Standards for general practices

Core module

Introduction to Core Standard 4

        1. Introduction to Core Standard 4

Last revised: 24 Feb 2023

Core Standard 4

Health promotion and preventive activities

Our practice provides health promotion and preventive services that are based on patient need and best available evidence.

Health promotion is the process of enabling people to improve and increase control over their health. As well as influencing an individual’s behaviour, it also encompasses a wide range of social and environmental interventions,22 such as education programs and changes to laws and policies.

Health promotion is distinct from the education and information that practitioners use to support their diagnosis and choice of treatment.

Health professionals can deliver health promotion and reinforce it in various ways. This could include written materials, the practice’s ‘on-hold’ telephone messages, and education clinics that help people self-manage their chronic diseases.

(DATA LISTING)
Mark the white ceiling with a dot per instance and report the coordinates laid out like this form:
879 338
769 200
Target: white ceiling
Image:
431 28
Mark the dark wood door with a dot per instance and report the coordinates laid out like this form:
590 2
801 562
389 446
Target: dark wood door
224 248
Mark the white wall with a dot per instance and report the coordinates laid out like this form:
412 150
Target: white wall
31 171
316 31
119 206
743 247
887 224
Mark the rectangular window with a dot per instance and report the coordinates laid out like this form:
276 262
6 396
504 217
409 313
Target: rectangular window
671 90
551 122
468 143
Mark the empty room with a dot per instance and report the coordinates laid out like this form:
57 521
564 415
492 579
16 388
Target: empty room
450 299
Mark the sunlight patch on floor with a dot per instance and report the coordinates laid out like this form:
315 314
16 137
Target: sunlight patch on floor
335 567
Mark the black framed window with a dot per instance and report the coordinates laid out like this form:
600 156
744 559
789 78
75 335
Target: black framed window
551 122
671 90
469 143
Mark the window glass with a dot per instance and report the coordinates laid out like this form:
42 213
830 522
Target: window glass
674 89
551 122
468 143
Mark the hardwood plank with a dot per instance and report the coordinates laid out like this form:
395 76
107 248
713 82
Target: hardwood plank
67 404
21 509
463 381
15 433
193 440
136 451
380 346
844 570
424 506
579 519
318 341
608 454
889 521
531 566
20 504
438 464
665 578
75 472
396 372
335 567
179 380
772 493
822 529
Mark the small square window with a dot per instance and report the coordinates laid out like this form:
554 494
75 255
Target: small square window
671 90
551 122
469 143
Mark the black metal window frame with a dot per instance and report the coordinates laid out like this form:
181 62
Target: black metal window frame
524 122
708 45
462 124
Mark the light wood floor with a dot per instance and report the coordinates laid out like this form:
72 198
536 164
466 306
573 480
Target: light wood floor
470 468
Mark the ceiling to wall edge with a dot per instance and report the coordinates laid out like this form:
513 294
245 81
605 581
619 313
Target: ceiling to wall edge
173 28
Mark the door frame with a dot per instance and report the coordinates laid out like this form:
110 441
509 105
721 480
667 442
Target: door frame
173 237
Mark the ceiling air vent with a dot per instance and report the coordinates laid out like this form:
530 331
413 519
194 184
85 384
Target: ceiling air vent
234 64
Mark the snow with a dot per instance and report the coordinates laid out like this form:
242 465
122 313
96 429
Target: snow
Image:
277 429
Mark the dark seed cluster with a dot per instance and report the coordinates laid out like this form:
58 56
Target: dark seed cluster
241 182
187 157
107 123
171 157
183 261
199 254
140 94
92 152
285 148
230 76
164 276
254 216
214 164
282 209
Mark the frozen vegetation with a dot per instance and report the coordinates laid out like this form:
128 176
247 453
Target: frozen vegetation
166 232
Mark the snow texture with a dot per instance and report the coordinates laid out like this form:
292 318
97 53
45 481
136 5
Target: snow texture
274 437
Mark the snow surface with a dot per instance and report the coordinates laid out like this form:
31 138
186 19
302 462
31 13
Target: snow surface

(ASSIGNED TASK 1)
Please reproduce the health promotion standard between "Health promotion is the" and "their chronic diseases.", inclusive, changing "written materials" to "printed brochures".
(ASSIGNED TASK 2)
Answer these questions from the health promotion standard:
(a) On what date was it last revised?
(b) What two examples of social and environmental interventions does it give?
(c) What do the education clinics it mentions help people do?

(TASK SOLUTION 1)
Health promotion is the process of enabling people to improve and increase control over their health. As well as influencing an individual’s behaviour, it also encompasses a wide range of social and environmental interventions,22 such as education programs and changes to laws and policies.

Health promotion is distinct from the education and information that practitioners use to support their diagnosis and choice of treatment.

Health professionals can deliver health promotion and reinforce it in various ways. This could include printed brochures, the practice’s ‘on-hold’ telephone messages, and education clinics that help people self-manage their chronic diseases.

(TASK SOLUTION 2)
(a) 24 Feb 2023
(b) Education programs and changes to laws and policies
(c) Self-manage their chronic diseases